▸ WHAT TO DO: Copy the data below verbatim, leaving no line out.

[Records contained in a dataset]
+++
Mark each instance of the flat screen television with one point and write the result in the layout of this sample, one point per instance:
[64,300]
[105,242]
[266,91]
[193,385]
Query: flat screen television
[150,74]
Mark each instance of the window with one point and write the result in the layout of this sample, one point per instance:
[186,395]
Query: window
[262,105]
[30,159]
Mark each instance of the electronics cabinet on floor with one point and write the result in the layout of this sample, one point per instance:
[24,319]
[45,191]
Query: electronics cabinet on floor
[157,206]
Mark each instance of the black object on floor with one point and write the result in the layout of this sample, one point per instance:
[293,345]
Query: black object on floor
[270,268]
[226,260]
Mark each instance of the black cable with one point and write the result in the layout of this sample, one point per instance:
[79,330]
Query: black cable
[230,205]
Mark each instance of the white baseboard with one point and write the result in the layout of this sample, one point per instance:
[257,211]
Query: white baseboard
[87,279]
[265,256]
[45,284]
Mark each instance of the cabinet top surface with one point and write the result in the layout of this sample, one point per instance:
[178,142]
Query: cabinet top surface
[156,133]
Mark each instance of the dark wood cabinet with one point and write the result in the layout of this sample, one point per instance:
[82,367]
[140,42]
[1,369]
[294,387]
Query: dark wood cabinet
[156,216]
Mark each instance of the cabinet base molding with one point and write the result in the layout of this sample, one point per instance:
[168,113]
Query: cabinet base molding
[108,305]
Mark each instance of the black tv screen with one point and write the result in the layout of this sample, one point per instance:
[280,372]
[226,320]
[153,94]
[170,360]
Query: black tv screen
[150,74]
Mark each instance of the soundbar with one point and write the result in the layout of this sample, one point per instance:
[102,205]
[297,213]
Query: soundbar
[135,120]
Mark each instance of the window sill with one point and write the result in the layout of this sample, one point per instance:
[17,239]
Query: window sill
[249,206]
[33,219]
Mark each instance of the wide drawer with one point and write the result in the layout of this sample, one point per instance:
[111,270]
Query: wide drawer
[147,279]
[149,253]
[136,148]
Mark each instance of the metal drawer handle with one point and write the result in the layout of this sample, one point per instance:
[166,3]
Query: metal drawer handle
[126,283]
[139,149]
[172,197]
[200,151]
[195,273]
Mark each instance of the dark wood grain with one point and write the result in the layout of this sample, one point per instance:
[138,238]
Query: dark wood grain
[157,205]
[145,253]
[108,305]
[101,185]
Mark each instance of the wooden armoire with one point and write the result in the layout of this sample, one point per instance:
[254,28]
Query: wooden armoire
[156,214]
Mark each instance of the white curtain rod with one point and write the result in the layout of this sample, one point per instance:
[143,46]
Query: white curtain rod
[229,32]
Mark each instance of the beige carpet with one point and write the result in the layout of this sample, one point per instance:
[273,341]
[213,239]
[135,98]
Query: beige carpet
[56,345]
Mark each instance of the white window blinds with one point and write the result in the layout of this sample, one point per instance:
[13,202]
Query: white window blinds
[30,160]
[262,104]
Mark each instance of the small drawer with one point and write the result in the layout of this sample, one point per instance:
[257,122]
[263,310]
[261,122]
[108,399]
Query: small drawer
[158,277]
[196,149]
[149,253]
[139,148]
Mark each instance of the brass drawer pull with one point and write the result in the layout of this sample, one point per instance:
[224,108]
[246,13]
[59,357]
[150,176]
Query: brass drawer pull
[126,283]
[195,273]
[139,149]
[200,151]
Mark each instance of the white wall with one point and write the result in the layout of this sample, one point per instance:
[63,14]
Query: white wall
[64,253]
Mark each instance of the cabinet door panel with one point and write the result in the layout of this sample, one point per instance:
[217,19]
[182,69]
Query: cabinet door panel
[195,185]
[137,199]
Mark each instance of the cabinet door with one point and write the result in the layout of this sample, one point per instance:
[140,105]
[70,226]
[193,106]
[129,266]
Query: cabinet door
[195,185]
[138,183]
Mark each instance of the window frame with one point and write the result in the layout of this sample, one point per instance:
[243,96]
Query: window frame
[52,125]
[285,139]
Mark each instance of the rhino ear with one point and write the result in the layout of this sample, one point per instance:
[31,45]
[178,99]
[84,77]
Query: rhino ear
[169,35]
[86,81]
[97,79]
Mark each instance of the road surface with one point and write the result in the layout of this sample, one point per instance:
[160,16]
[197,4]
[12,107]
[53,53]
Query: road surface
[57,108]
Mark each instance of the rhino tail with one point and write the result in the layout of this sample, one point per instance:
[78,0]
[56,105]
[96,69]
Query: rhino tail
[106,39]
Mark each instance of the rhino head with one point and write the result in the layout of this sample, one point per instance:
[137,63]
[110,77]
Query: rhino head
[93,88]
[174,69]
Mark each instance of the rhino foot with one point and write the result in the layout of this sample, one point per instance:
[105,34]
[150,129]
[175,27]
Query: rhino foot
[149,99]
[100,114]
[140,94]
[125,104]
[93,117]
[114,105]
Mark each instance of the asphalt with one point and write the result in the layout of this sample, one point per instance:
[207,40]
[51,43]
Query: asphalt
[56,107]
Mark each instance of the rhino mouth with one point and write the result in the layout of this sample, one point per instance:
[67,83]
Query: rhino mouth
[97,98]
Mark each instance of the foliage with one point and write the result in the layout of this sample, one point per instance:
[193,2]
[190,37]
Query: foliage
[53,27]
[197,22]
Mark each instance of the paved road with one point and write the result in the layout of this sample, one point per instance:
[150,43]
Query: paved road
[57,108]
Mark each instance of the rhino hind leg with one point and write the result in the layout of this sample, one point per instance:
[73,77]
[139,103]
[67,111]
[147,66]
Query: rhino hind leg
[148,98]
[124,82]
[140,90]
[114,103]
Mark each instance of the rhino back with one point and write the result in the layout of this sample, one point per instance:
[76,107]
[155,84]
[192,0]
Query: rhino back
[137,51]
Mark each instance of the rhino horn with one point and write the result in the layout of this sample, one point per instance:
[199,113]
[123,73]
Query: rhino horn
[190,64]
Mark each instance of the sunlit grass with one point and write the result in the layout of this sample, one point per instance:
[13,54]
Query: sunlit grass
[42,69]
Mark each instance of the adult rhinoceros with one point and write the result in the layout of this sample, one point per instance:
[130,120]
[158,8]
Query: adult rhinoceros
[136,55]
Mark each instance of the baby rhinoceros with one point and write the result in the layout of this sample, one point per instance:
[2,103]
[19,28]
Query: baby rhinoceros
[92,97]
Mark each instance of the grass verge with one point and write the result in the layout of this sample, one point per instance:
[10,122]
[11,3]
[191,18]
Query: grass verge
+++
▸ TASK SOLUTION:
Mark each instance of the flat screen television with one point and write the result in the layout of this sample, one point per instance:
[64,300]
[105,242]
[266,91]
[193,385]
Query: flat screen television
[150,74]
Mark each instance of the window with one point and write the result in the layout of this sample, one point per instance:
[186,395]
Query: window
[262,105]
[30,159]
Mark each instance of the electronics cabinet on floor with one point and write the result in the layout of this sample, one point per instance:
[24,319]
[45,191]
Query: electronics cabinet on floor
[157,206]
Mark each instance of the black object on floor with one point and write the result in the layout of this sample, one point per instance:
[293,345]
Query: black object on floor
[270,268]
[226,260]
Mark each instance of the black cable with one point and write the result in the layout of this sample, one point per instance:
[79,330]
Query: black cable
[230,205]
Mark each instance of the white baseboard with one point and write the result in the layout of this sample, one point per instance:
[257,211]
Query: white baseboard
[87,279]
[265,256]
[45,284]
Mark each instance of the cabinet top surface with one point and write the result in the layout of this sample, one point per instance:
[178,142]
Query: cabinet top surface
[156,133]
Mark each instance of the dark wood cabinet with one point and write the result in the layout of this sample, one point per instance:
[82,367]
[140,42]
[1,369]
[294,387]
Query: dark wood cabinet
[156,216]
Mark each instance of the cabinet base molding with one point and write the result in the layout of this sample, one point per instance:
[168,113]
Query: cabinet base molding
[108,305]
Mark each instance of the black tv screen with one point and write the result in the layout of this sample, one point per instance:
[280,372]
[226,320]
[153,94]
[170,360]
Query: black tv screen
[150,74]
Mark each instance of the soundbar with one point and write the result in the layout of this sample, one point per instance:
[102,205]
[297,213]
Query: soundbar
[135,120]
Mark each instance of the window sill with one point and write the result in the layout of this sample, one point per instance:
[17,239]
Query: window sill
[249,206]
[33,219]
Mark each instance of the wide drawer with one point and write the result in the layout of this sample, one point per instance:
[111,270]
Query: wide drawer
[147,279]
[149,253]
[136,148]
Mark each instance of the metal drawer handle with one point and write the result in the layout of this sample, one point per instance:
[166,3]
Query: metal drawer handle
[126,283]
[139,149]
[172,197]
[200,151]
[195,273]
Mark each instance of the dark wood grain with one point and write the result in the layout of this sample, one point per instance:
[138,238]
Query: dark wood grain
[157,205]
[145,253]
[108,305]
[101,185]
Mark each instance of the wooden armoire with one point and write the result in the layout of this sample, one point per instance:
[254,28]
Query: wooden armoire
[156,214]
Mark each instance of the white curtain rod with one point and write the result in the layout of this sample, one point per instance:
[143,46]
Query: white curtain rod
[229,32]
Mark each instance of the beige carpet with one point and write the result in the layout of this sample, one point per instance:
[273,341]
[213,239]
[135,98]
Query: beige carpet
[56,345]
Mark each instance of the white window blinds with one point and write the result in the layout of this sample, one point per instance:
[13,202]
Query: white window blinds
[30,160]
[262,104]
Mark each instance of the small drawer with one point and write the result in the layout of this sample, one point per instance:
[257,122]
[263,310]
[261,122]
[108,399]
Query: small drawer
[158,277]
[196,149]
[149,253]
[139,148]
Mark each instance of the brass drawer pull with one point and write the result in the layout of this sample, one point per instance:
[224,108]
[246,13]
[59,357]
[150,176]
Query: brass drawer pull
[126,283]
[195,273]
[139,149]
[200,151]
Mark each instance of the white wall with one point and write the result in the layout of this sample, one point per instance:
[63,14]
Query: white wall
[64,253]
Mark each instance of the cabinet door panel with one point and write the result in the layout of this sample, one point per instance:
[217,19]
[182,69]
Query: cabinet door panel
[195,185]
[137,199]
Mark each instance of the cabinet door with one point and write the result in the layout of this sample, one point per instance:
[140,105]
[70,226]
[193,106]
[129,266]
Query: cabinet door
[195,185]
[138,183]
Mark each instance of the window frame with one point and write the result in the layout of this sample, one point per instance:
[243,96]
Query: window frame
[52,125]
[285,139]
Mark each instance of the rhino ear with one point and write the result in the layout of this sample, one point per instance:
[31,45]
[178,99]
[84,77]
Query: rhino ear
[169,35]
[86,81]
[97,79]
Mark each instance of the road surface with one point and write the result in the layout of this sample, one point per instance:
[160,16]
[197,4]
[12,107]
[53,53]
Query: road surface
[57,108]
Mark each instance of the rhino tail with one point and write the result in the layout of this sample, one point per instance:
[78,0]
[56,105]
[96,69]
Query: rhino tail
[106,39]
Mark each instance of the rhino head with one point and write the result in the layout of this sample, one point per instance:
[137,63]
[110,77]
Query: rhino head
[93,88]
[174,69]
Mark each instance of the rhino foot with one point and write the result in the layout of this sample, one point per instance:
[105,34]
[150,129]
[175,27]
Query: rhino foot
[149,99]
[100,114]
[140,94]
[125,104]
[93,117]
[114,105]
Mark each instance of the asphalt with one point and write the result in the layout of this sample, one point per instance:
[207,40]
[51,43]
Query: asphalt
[56,107]
Mark each instance of the rhino mouth with one point and write the result in the layout of this sample, one point per instance:
[67,83]
Query: rhino mouth
[97,98]
Mark each instance of the foliage with one point and write the result in the layout of this sample, one point per instance:
[193,2]
[190,37]
Query: foliage
[53,27]
[197,22]
Mark each instance of the paved road with one point and write the result in the layout of this sample, one point per instance:
[150,43]
Query: paved road
[57,108]
Mark each instance of the rhino hind leg with one point and write the result in the layout of this sample, one point per instance:
[73,77]
[139,103]
[67,111]
[147,66]
Query: rhino hind leg
[148,98]
[124,82]
[140,90]
[114,103]
Mark each instance of the rhino back with one point and write the result in the layout of this sample, one point per instance:
[76,107]
[155,84]
[192,0]
Query: rhino back
[137,51]
Mark each instance of the rhino horn with one point and write the result in the layout of this sample, one point per instance:
[199,113]
[123,73]
Query: rhino horn
[190,64]
Mark each instance of the sunlit grass with one point and write the result in the layout of this sample, one point per instance:
[13,54]
Query: sunlit grass
[42,69]
Mark each instance of the adult rhinoceros with one point and write the result in the layout of this sample, one point per instance:
[130,120]
[158,8]
Query: adult rhinoceros
[136,55]
Mark each instance of the baby rhinoceros with one point and write the result in the layout of this sample, one point per instance:
[2,103]
[19,28]
Query: baby rhinoceros
[92,97]
Mark each instance of the grass verge with one point and write the result in the layout of this sample, one point per instance:
[10,122]
[11,3]
[191,18]
Query: grass verge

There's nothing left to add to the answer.